- [WORK TO COMPLETE]:
a) Decide whether each statement below agrees with the news report on the DHS impersonation case, answering yes or no and quoting the words from the report that settle it: (i) The assault rifle offered to the Secret Service agent was worth $2,000. (ii) The Secret Service agent lived on the floor above Taherzadeh's apartment. (iii) Haider Ali is 40 years old.
b) In the news report on the DHS impersonation case, which intelligence agency did Ali allegedly tell witnesses he had connections to?
c) Resume the news report on the DHS impersonation case after its final sentence, keeping the same reporting style.

Man accused of impersonating DHS agent offered one of Jill Biden's Secret Service agents an assault rifle, court records say
Secret Service agents assigned to protect first lady Jill Biden and the White House were duped by men impersonating federal agents, court records say.
Arian Taherzadeh seen in photos submitted in a D.O.J. affidavit.
Courtesy: D.O.J
One of two men criminally charged with impersonating Department of Homeland Security law enforcement agents in Washington, D.C., offered to give an assault rifle worth $2,000 to a U.S. Secret Service agent who was assigned to the protective detail of first lady Jill Biden, a court filing says.
That filing also says that one of the defendants, Arian Taherzadeh, lent what was purported to be a "government vehicle" to the wife of that Secret Service agent, who was not identified by name, and that Taherzadeh "also provided her with a generator."
The Secret Service agent lived in a Washington apartment building on the floor below Taherzadeh's apartment, according to the filing, which was written by an FBI agent in support of the criminal complaint against Taherzadeh, 40, and his 35-year-old co-defendant, Haider Ali.
Ali allegedly told witnesses in the case that he had connections to ISI, the Pakistani intelligence agency, a prosecutor said during a court hearing Thursday.
Taherzadeh also allegedly gave members of the Secret Service and an employee of the Department of Homeland Security "rent-free apartments (with a total yearly rent of over $40,000 per apartment), iPhones, surveillance systems, a drone, a flat-screen television, a case for storing an assault rifle, a generator and law enforcement paraphernalia," the filing says.

- [ROWS]:
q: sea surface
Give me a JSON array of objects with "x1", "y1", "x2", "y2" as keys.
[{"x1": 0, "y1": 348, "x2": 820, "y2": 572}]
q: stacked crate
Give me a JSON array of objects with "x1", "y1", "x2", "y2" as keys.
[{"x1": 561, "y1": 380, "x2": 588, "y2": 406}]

- [RESPONSE LIST]:
a)
(i) Yes: "offered to give an assault rifle worth $2,000"
(ii) No: "on the floor below Taherzadeh's apartment"
(iii) No: "his 35-year-old co-defendant, Haider Ali"

b) ISI, the Pakistani intelligence agency.

c)
One of those agents was assigned to protect the White House as part of the Secret Service's uniformed division, the filing said.
That agent lived rent-free in a three-bedroom apartment provided by Taherzadeh at the same complex, according to the filing, which said the residence normally would rent for more than $48,000 annually.
Taherzadeh told the agent that a division of DHS "had approved extra rooms as part of his operations, and that [agent] could live in one of them for free," the filing said.
"The investigation confirmed that there are no such [DHS] operations and that it authorized no such expense."
Taherzadeh and Ali were arrested Wednesday during a raid on that building in the Southeast section of D.C. on a charge of "false impersonation of a federal officer."
The men, who are both U.S. citizens, were speaking with an attorney at the time of their arrest, according to a statement made at a court hearing Thursday.
Prosecutors said they appeared to have control of five apartments in the complex, two of which they lived in, and that investigators found a drone, handguns, ammunition, bullet-proof body armor, gas masks, zip ties, handheld radios, body cameras, binoculars, a high-powered telescope, and four laptop computers when they searched the defendants' apartments. They also found DHS patches and training manuals, components of disassembled rifles, scops for weapons and a list of every resident of the apartment complex.
Both men separately appeared in federal court in Washington on Thursday via a phone hookup and were ordered held in jail pending a detention hearing on Friday.
Assistant U.S. Attorney Joshua Rothstein, in asking a judge to hold the men without bail, said the men are a danger to the community and a flight risk, citing their international travel in the past, and the presence of visas for Iran and Pakistan in their passports.
Rothstein said additional charges of conspiracy could be lodged against the men, both of whom asked for court-appointed lawyers.
Four members of the Secret Service have been placed on administrative leave pending further investigation.
In a statement Thursday, the Secret Service said it "has worked, and continues to work, with its law enforcement partners on this ongoing investigation."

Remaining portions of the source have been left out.